"""
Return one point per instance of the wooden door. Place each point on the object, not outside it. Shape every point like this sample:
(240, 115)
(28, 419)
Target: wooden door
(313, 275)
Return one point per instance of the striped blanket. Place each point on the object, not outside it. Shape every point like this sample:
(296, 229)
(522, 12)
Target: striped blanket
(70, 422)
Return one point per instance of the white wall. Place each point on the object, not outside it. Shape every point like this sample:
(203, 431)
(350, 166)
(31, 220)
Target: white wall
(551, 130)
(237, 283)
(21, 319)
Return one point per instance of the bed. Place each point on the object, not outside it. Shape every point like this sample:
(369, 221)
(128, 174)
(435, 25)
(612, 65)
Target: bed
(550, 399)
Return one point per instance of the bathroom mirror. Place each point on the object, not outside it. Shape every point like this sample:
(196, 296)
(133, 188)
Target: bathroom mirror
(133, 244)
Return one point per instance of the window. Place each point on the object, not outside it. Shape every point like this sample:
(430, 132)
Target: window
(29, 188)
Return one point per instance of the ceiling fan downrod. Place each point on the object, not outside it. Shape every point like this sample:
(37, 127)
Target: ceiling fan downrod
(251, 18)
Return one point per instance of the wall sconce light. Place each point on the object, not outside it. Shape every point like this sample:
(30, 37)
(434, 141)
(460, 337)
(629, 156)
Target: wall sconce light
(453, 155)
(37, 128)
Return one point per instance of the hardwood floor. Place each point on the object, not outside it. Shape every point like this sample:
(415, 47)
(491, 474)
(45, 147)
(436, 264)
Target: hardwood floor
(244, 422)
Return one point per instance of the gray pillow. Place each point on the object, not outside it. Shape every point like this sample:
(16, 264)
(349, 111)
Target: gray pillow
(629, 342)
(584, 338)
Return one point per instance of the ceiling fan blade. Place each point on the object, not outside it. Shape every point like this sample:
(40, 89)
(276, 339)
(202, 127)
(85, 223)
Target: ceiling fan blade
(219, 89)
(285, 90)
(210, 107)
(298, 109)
"""
_What is required_: Exactly as given, repeat each line above.

_Result_:
Return one point per instance of the wooden door. Place each point on the object, not outside it. Shape every point like this sample:
(240, 115)
(28, 419)
Target: wooden door
(313, 275)
Return one point per instance of the striped blanket. Place each point on the object, not outside it. Shape every point like this sample:
(296, 229)
(522, 12)
Target: striped blanket
(70, 422)
Return one point per instance of the white wall. Place each point on the object, not outside it. Shape every point like this sample:
(203, 431)
(350, 166)
(31, 220)
Target: white wall
(551, 130)
(237, 283)
(21, 319)
Return one point per instance of the bed. Place each point on the object, not outside it. Shape every point like this sample:
(369, 221)
(128, 174)
(435, 25)
(612, 65)
Target: bed
(550, 399)
Return one point per instance of the bathroom mirror. Place each point on the object, not outside it. Shape every point like this sample:
(196, 296)
(133, 188)
Target: bathroom mirror
(133, 244)
Return one point per instance of the window. Place each point on the object, not outside it. Shape every point like this sample:
(430, 132)
Target: window
(29, 188)
Return one point per instance of the ceiling fan downrod. Place each point on the object, not outside it. Shape every point like this sample:
(37, 127)
Target: ceiling fan downrod
(251, 18)
Return one point per instance of the wall sconce light. Place each point on the object, not outside it. Shape every point like this sample:
(30, 37)
(434, 141)
(460, 337)
(629, 156)
Target: wall sconce light
(453, 155)
(37, 128)
Return one point per instance of the hardwood floor. Place each point on the object, not outside it. Shape every point like this sample:
(415, 47)
(491, 474)
(45, 147)
(436, 264)
Target: hardwood floor
(244, 422)
Return one point per instance of the gray pillow. Place each point on the object, not outside it. Shape every point like this sample:
(16, 264)
(349, 111)
Target: gray pillow
(629, 342)
(584, 338)
Return one point per instance of the ceiling fan blade. Place each point on the object, not outside it. Shape every point like this sample:
(40, 89)
(276, 339)
(202, 127)
(85, 223)
Target: ceiling fan blade
(219, 89)
(285, 90)
(210, 107)
(298, 109)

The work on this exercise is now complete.